Исходный текст:
"""

Существуют другие причины, имеющие начало в том, что каждая толпа имеет свой особый состав; что люди, ее составляющие, обладают самыми разнообразными характерами, будучи подчас глубоко честными, а подчас увлекаемые к преступлению собственной своей природой.
Прежде всего, мы займемся толпой, которая с поразительной быстротой переходит к самым жестоким и ужасным поступкам. Никакие эпизоды не могут быть лучше тех, которыми изобилует французская революция. Народ был тогда диким зверем, ненасытным в своей жажде к грабежу и убийству. Никто не мог обуздать своей ярости; видя подачку своему кровавому, жестокому инстинкту, всякий остервенялся все более и более.
Но одно ли только влияние численности и пробуждение инстинкта к человекоубийству толкали его на самые ужасные крайности? Вправе ли мы сказать, что народ, состоящий из честных крестьян и рабочих, может обратиться сразу в чудовище испорченности? Нельзя ли с большей вероятностью утверждать, что к тому примешиваются, развращая его, все те индивиды, образующие социальные подонки, которые при каждом возмущении или мятеже выходят из кабаков и других подозрительных мест, где они обыкновенно скрываются, подобно тому, как от возмущения воды в пруде показывается на поверхности его вся, находящаяся на его дне, грязь?
"В спокойное время, — говорит Карлье, — когда усмиренные политические страсти не штурмуют каждое утро власть-имущих, полицейская администрация пользуется нравственной властью над содержателями всяких подозрительных мест, фланерами, бродягами, вообще над всеми подонками общества, — властью, которая несколько сдерживает последних. Всю жизнь свою они скрываются, и приближение полицейского агента обращает их в бегство. Но пусть только начнет просыпаться общественное мнение; пусть ежедневная пресса начнет вести себя наступательно по отношению к легальности некоторых поступков префекта полиции: тотчас все эти люди сделаются высокомерными и задерут голову. Они начнут сопротивляться агентам и бороться с ними; они будут участвовать во всех мятежах, и если получат откуда-нибудь удар, то станут считать себя в числе политических жертв. Приходят революции, и они со своими подругами, которых увлекают с собою, делаются самыми жестокими, самыми двусмысленными ее деятелями"...
"Этот класс людей без определенной профессии,- прибавляет Гиске, — (класс многочисленный, составленный из людей, не имеющих почти никакого крова, которых дурные наклонности заставили сбросить с себя узду закона и нравственности) -является в количественном отношении весьма малой частью народонаселения; но, принимая во внимание его лень и несчастия, взвесив бродящие в нем дурные страсти, мы придем к убеждению, что тут-то преимущественно и находится ужасная угрожающая все ниспровергнуть сила. Эта масса пользующихся дурной славой людей неустанно пополняется и увеличивается во время смятения авантюристами, людьми с запятнанной репутацией, потерявшими кредит и доброе имя в департаментах и пришедшими в Париж искать убежища. К ним можно еще присоединить завсегдатаев кабаков и всевозможных притонов, одним словом, сомнительных личностей всех родов; и когда вся эта грязь приводится в движение политическими страстями, то к ним присоединяются также и люди с расстроенным воображением, чувствующие потребность в сильных ощущениях и находящие их в уличных драмах, в народных волнениях".

"""

Письменное задание A: Куда, по словам Гиске в тексте о толпе, приходят искать убежища авантюристы и люди с запятнанной репутацией?
Письменное задание B: Переведите на английский язык предложение из текста о толпе: «Всю жизнь свою они скрываются, и приближение полицейского агента обращает их в бегство».
Следующие далее материалы для работы не понадобятся.

Предоставленные материалы:
"""

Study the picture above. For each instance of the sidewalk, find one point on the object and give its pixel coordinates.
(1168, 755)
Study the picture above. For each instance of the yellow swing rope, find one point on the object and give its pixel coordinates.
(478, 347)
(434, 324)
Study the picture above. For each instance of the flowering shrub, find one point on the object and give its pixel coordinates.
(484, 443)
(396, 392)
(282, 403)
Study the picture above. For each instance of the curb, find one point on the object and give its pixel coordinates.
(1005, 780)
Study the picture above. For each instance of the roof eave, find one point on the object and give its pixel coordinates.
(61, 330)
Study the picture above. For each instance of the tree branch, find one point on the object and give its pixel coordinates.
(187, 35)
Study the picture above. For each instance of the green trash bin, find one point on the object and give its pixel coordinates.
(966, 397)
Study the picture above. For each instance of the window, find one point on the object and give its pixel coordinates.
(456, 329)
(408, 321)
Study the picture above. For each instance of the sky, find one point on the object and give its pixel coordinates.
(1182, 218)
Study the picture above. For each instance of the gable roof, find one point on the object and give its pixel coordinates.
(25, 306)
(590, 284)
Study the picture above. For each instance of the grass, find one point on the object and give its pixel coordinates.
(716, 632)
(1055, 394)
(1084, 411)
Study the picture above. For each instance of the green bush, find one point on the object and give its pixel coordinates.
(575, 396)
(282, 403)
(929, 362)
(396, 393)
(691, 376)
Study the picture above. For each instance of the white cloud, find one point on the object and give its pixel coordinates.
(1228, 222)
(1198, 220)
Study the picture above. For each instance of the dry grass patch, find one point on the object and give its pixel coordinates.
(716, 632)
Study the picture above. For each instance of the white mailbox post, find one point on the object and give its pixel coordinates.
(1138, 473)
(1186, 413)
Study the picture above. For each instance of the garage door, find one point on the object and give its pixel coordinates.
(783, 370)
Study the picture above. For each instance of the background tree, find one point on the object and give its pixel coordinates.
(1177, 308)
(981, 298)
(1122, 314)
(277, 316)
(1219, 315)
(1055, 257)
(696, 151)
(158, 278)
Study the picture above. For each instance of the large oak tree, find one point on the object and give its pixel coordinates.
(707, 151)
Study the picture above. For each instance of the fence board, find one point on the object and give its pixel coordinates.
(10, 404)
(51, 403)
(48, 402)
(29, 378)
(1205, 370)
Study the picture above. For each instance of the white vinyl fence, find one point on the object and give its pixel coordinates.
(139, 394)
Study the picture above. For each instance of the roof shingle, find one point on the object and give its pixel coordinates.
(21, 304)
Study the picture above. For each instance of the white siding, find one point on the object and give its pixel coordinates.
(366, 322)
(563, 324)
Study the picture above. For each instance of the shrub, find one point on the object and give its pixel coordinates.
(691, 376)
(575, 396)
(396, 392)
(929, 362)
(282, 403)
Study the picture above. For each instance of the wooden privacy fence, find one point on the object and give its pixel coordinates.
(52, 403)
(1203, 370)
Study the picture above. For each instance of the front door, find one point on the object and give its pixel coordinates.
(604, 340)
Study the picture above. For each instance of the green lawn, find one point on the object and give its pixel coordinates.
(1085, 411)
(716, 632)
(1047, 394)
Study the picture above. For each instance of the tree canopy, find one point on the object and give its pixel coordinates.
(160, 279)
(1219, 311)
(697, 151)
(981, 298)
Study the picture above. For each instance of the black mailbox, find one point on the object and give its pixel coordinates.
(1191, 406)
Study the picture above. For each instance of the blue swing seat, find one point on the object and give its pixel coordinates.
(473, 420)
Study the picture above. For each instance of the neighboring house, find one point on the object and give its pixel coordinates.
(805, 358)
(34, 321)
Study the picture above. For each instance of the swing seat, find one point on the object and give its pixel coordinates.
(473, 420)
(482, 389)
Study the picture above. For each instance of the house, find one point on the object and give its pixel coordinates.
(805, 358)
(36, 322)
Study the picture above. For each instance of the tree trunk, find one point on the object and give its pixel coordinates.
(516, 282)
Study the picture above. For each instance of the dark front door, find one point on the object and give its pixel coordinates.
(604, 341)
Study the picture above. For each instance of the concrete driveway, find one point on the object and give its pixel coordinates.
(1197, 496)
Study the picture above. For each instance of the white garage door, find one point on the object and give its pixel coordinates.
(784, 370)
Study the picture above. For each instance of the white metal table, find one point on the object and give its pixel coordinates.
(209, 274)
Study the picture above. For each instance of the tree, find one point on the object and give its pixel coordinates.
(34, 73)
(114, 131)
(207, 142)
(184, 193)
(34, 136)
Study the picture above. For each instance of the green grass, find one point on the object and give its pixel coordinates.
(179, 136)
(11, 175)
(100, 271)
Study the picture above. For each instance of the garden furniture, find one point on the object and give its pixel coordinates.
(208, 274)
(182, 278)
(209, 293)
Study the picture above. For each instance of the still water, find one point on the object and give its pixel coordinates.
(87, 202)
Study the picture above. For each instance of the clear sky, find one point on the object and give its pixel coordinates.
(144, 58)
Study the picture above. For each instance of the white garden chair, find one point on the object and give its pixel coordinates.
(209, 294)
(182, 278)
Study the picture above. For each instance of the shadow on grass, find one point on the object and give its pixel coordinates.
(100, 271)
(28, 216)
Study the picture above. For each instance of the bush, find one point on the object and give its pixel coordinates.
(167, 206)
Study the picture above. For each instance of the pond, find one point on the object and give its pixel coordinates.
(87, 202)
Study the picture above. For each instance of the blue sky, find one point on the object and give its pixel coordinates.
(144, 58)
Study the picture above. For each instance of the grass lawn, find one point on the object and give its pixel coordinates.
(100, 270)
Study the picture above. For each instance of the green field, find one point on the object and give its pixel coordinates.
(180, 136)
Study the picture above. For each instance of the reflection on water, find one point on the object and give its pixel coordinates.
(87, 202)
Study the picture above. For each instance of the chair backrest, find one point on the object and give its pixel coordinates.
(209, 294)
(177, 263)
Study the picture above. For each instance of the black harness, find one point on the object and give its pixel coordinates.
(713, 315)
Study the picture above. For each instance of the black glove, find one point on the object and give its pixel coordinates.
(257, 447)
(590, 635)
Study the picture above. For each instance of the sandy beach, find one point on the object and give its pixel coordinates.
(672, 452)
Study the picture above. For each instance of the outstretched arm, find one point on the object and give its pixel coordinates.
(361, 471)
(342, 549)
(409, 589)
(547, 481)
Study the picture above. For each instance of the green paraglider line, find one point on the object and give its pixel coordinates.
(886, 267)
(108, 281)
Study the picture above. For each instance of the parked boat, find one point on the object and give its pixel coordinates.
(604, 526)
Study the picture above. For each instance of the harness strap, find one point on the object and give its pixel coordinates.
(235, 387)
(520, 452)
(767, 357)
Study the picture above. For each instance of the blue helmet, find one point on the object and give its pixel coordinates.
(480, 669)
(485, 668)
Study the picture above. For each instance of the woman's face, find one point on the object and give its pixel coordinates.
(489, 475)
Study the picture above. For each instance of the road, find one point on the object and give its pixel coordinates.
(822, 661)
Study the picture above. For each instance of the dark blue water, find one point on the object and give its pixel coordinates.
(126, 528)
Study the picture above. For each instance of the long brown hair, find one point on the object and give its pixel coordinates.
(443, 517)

"""

Решение A: Они приходят искать убежища в Париж.

Решение B: They spend their whole lives in hiding, and the approach of a police agent puts them to flight.